____ Excerpted passage
Kim Jong-un’s nuclear threats and ruthless executions dominate headlines abroad; yet in Pyongyang he is carving out a reputation as a champion of modern facilities for the country’s new middle class. Oliver Wainwright takes a rare tour
Standing at the top of the tallest slide in Pyongyang’s Munsu Water Park, clutching a rubber ring and watching the water gush through candy-coloured loops to a wave pool below, it’s easy to forget you’re in North Korea. The crystalline rooftops of the indoor pools sparkle in the afternoon sun; swimmers frolick in fountains and are pummelled by waterfalls tumbling from artificial rocks. Others look on from the terrace, licking ice-creams and tapping at their smartphones, surfing the strictly controlled national intranet. This could be Florida or Dubai, if it wasn’t for the unnervingly lifelike waxwork of the Eternal Chairman, Kim Jong-il, standing in the lobby in his trademark safari suit and Cuban heels, welcoming visitors with a cheery beam.
A couple of hours in this unlikely fun park was one of the few moments of respite on a week-long architectural tour of Pyongyang, a seven-day package holiday for the hardened monument-phile. I had met Nick Bonner, the man who organises these tours, at the Venice architecture biennale last year, where he curated a surreal exhibition of paintings by North Korean architects, depicting their vision of the future of tourism in their isolated land. There were space-age scenes of hoverships and conical mirror-glass hotels clinging to clifftops, all wrought with a decidedly retro air, as if taken straight from a Dan Dare comic. “It’s not too far off what they’re actually building now,” Bonner had said. I wasn’t sure if he was joking.
Based in Beijing for the last 20 years, the Cheshire-born Bonner founded Koryo Tours in 1993, and has been taking foreigners into North Korea ever since, on increasingly specialised trips, from golfing holidays to glitzy red carpet treatment at the Pyongyang International Film Festival.
Now in its second year, his architecture tour draws a diverse bunch: our 10-strong group includes a Californian globetrotter in her 70s, a pair of Italian photographers, a Brazilian anthropologist fresh from the Amazon jungle and a Tory councillor from Buckinghamshire. Nor are we alone: our group is accompanied by three official guides at all times, and we often arrive at monuments to be greeted by coachloads of other foreigners and teeming crowds of Chinese tourists, marvelling at the novelty of a place where communism remains intact.
________
____ Data to process
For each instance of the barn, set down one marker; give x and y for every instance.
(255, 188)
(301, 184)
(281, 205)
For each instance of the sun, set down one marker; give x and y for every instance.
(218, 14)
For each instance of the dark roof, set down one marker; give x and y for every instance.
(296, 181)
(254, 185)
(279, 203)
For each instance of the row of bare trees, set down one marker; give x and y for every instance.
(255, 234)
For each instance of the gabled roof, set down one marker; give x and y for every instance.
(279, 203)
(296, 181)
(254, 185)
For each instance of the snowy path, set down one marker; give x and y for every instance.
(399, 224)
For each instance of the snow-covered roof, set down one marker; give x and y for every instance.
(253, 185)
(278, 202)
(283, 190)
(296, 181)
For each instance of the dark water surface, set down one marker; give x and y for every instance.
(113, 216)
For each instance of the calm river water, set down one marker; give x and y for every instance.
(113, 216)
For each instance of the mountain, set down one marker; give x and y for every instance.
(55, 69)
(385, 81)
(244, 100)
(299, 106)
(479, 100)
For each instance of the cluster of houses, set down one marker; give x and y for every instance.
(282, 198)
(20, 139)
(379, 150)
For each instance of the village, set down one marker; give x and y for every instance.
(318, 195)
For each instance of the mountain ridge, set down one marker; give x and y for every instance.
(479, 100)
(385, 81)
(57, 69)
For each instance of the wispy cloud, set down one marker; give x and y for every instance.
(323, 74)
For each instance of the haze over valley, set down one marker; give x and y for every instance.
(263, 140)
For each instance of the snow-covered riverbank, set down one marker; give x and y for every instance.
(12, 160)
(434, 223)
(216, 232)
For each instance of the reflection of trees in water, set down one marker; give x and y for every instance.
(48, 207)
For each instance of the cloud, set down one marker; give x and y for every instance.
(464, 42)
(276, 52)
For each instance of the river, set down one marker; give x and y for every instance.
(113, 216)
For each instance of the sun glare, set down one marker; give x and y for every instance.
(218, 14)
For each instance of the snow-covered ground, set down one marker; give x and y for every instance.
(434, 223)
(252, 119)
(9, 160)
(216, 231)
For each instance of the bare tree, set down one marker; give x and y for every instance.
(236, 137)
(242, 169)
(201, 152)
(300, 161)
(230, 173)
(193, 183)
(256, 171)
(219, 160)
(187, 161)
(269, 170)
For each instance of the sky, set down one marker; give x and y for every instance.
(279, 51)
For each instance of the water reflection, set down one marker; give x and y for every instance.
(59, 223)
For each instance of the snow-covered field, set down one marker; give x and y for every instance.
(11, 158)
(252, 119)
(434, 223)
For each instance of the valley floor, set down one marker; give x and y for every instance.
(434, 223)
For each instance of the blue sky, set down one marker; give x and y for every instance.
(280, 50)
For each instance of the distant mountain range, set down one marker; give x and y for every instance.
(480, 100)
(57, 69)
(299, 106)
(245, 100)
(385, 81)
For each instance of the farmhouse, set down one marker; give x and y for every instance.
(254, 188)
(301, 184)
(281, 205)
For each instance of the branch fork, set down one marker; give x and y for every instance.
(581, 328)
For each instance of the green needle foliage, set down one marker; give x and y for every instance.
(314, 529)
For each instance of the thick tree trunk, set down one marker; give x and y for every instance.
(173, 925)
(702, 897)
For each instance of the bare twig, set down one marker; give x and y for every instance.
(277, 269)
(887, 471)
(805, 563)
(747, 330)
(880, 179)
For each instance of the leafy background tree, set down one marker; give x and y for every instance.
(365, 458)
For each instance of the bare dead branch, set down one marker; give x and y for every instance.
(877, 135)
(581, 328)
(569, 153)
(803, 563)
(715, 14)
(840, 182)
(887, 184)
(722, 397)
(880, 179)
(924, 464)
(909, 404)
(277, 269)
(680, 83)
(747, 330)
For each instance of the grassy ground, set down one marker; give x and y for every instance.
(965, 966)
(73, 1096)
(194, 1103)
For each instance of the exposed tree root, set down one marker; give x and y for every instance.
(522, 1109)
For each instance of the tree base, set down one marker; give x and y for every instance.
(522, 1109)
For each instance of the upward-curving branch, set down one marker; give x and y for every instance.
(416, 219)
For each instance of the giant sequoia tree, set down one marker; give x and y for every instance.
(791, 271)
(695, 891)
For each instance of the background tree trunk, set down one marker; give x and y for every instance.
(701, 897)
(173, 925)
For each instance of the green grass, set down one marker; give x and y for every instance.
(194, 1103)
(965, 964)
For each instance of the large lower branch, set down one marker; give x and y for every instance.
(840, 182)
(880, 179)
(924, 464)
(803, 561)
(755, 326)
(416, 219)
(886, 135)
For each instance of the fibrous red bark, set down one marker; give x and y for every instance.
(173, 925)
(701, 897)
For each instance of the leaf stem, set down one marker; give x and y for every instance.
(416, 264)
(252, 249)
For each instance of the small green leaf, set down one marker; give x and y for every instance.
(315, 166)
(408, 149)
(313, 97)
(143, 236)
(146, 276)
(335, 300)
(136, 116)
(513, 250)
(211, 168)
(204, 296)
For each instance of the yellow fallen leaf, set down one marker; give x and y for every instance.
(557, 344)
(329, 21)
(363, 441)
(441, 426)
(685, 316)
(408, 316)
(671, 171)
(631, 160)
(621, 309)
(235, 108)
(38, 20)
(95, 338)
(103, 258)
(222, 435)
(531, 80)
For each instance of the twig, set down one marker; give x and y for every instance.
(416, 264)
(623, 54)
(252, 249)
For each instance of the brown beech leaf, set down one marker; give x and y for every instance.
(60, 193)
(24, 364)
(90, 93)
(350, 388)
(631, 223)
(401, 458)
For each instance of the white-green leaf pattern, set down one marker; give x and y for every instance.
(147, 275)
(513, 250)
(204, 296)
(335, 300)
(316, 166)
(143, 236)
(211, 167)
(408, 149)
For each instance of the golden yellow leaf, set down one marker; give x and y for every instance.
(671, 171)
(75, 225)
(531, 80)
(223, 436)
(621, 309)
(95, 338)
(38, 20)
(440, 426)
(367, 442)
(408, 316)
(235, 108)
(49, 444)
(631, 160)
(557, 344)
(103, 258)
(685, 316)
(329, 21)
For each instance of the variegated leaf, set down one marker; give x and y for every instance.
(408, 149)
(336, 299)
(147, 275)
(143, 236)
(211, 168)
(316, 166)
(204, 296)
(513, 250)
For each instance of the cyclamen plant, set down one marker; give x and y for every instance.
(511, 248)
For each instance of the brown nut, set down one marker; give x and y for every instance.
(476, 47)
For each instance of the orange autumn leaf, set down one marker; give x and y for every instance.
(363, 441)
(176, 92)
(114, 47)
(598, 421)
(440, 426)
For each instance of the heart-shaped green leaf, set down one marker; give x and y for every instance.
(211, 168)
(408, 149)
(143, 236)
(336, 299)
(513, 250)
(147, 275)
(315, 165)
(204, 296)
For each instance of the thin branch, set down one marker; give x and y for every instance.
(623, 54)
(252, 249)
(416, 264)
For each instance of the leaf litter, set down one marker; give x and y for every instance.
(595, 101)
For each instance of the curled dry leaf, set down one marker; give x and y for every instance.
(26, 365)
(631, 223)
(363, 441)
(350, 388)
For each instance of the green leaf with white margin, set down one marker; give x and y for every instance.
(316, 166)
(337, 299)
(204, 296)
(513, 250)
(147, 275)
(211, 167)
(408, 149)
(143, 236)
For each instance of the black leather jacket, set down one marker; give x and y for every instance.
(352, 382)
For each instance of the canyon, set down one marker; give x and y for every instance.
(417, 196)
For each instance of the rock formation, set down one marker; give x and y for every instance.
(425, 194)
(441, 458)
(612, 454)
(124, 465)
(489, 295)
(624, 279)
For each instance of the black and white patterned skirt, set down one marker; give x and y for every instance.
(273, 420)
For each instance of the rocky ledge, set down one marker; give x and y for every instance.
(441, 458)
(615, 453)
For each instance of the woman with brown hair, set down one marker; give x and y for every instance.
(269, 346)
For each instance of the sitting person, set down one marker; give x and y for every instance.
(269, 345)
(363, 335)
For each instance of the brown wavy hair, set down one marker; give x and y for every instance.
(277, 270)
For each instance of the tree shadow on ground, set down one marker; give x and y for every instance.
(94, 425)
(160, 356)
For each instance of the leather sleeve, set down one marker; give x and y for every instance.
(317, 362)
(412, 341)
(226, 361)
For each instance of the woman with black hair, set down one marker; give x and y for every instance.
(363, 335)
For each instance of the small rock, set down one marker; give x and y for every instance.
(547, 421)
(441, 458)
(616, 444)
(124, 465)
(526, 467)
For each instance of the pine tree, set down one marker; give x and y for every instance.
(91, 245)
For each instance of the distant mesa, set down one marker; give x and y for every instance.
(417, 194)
________
#### Instruction 1
According to the Pyongyang article, in what year did Nick Bonner found Koryo Tours?
#### Instruction 2
Please express the stretch of rows from the line containing "For each instance of the woman with brown" through the end of the rows as a Markdown table with the columns Number and Row text, leaving out blank lines.
The Pyongyang article and the rows are separate material.

#### Exercise result 1
In 1993.

#### Exercise result 2
| Number | Row text |
|---|---|
| 1 | For each instance of the woman with brown hair, set down one marker; give x and y for every instance. |
| 2 | (269, 346) |
| 3 | For each instance of the sitting person, set down one marker; give x and y for every instance. |
| 4 | (269, 345) |
| 5 | (363, 335) |
| 6 | For each instance of the brown wavy hair, set down one marker; give x and y for every instance. |
| 7 | (277, 270) |
| 8 | For each instance of the tree shadow on ground, set down one marker; give x and y for every instance. |
| 9 | (94, 425) |
| 10 | (160, 356) |
| 11 | For each instance of the leather sleeve, set down one marker; give x and y for every instance. |
| 12 | (317, 362) |
| 13 | (412, 341) |
| 14 | (226, 361) |
| 15 | For each instance of the woman with black hair, set down one marker; give x and y for every instance. |
| 16 | (363, 335) |
| 17 | For each instance of the small rock, set down one marker; give x and y for every instance. |
| 18 | (547, 421) |
| 19 | (441, 458) |
| 20 | (616, 444) |
| 21 | (124, 465) |
| 22 | (526, 467) |
| 23 | For each instance of the pine tree, set down one marker; give x and y for every instance. |
| 24 | (91, 245) |
| 25 | For each instance of the distant mesa, set down one marker; give x and y for every instance. |
| 26 | (417, 194) |